begin Document passage

Welcome to the latest TASK e-news, your regular newsletter from Take Action from Seven Kings sent fortnightly via email. This time we focus on policing, an exciting new play scheme coming our way, the imminent advent of a new trader group in Goodmayes and a live event in our new library.
Our October supporters meeting, open to all our supporters reading this, happens on Monday October 11 from 7-8pm at St.John’s Church, at the junction of St.John’s Road and Aldborough Road South. We will joined on the night by a special guest, Susan Heywood, who is trying to bring Redbridge residents’ and community groups together to share information, and where possible, collaborate as part of one giant co-ordinated effort. Hear what she has to say and catch up on all the local news.
Our autumn walkabout happens the same week, on Friday October 15 from 9am, meeting outside Seven Kings Railway station. It is a brilliant opportunity to join council streetscene staff, ward councillors and the police to take often immediate action on those everyday miseries of graffiti, dumping and anti-social behaviour which can so blight our lives. The route is always flexible and we welcome your suggestions on tackling eyesores and challenges near where you are.

end Document passage

# Exercise task
Extend the Seven Kings community newsletter above, picking up from the end of its final sentence. The listing that follows is separate material and has no connection to the newsletter above.

begin Dataset excerpts

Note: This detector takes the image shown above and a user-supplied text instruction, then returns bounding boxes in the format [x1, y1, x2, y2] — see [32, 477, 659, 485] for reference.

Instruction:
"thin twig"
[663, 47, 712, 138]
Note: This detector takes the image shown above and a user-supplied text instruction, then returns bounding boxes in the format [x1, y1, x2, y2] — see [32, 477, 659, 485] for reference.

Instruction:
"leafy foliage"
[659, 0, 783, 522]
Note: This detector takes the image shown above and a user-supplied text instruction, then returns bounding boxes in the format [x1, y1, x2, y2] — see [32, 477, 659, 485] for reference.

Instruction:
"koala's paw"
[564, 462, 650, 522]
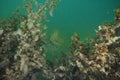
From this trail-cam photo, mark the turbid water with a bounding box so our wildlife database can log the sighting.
[0,0,120,40]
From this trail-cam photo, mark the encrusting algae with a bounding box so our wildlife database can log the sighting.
[0,0,120,80]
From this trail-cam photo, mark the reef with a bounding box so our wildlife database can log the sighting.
[0,0,120,80]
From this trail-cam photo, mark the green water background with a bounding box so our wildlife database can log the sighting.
[0,0,120,62]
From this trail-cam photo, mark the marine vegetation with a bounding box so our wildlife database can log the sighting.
[0,0,120,80]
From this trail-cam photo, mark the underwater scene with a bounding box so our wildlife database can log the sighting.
[0,0,120,80]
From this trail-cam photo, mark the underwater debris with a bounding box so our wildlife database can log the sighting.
[0,0,120,80]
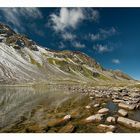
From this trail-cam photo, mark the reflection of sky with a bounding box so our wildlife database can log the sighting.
[0,8,140,79]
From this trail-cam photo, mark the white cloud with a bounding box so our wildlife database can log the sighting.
[112,59,120,64]
[58,42,66,49]
[61,32,76,41]
[72,41,86,48]
[0,8,42,30]
[86,27,118,41]
[93,44,112,53]
[49,8,99,32]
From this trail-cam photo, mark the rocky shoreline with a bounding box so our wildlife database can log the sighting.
[0,86,140,133]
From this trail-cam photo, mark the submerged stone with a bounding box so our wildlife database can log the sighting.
[118,103,136,110]
[117,117,140,130]
[98,108,109,114]
[85,114,103,122]
[118,109,128,117]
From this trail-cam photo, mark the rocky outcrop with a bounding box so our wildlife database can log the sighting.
[118,109,128,117]
[97,124,116,132]
[118,103,136,110]
[117,117,140,130]
[98,108,109,114]
[106,117,116,123]
[85,114,103,122]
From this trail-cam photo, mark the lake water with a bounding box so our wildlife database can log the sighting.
[0,86,140,133]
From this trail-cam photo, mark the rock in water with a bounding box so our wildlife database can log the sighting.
[98,108,109,114]
[85,114,103,122]
[63,115,71,121]
[106,117,116,123]
[97,124,116,132]
[118,109,128,117]
[58,124,75,133]
[117,117,140,130]
[118,103,136,110]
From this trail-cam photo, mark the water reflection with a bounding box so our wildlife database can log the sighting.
[0,87,69,128]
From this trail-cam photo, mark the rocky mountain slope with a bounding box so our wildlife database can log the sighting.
[0,23,133,84]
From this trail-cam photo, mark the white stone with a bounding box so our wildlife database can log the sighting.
[98,108,109,114]
[118,109,128,117]
[63,115,71,120]
[118,103,136,110]
[117,117,140,130]
[98,124,116,132]
[85,114,103,122]
[106,117,116,123]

end Dataset excerpts

# Response to the task
Our local library is now well-established and continues to generate brilliant user figures. On Wednesday October 13 it hosts its first live evening event as part of the Word of Mouth arts festival, when author Orna Ross gives a lively talk on Literary Dublin called Meet the Dubliners. It runs from 7-9pm and tickets are free, although you are asked to reserve a place at the library itself or by phoning 020 8708 2737.
The quality of policing has been one of the constant themes of our TASK campaigning over the last two and a half years, with headline efforts on our part to get police to tackle public boozing and recognise the local fear of crime. On the basis that we do not just criticise but are always willing to take responsibility by getting involved ourselves, we are hoping to contribute to the local Seven Kings police panel - the body which decides local policing priorities - by nominating two TASK supporters as possible panel members for 2010/11. The Annual General Meeting of the panel is scheduled for October 18, at Canon Palmer School, starting at 7pm. It is is open to the public and we urge all interested supporters to attend to raise their policing-related issues.
Our Seven Kings council-sponsored business partnership is already in operation and we hear from councillors in neighbouring Goodmayes of their efforts to organise retailers and companies working there. The first meeting of the Goodmayes Business Partnership is scheduled for October 27, starting at 10am in Royal Sweets, at 58 Goodmayes Road, with a speaker from Business Link on seeking funding in these hard times. We wish them well.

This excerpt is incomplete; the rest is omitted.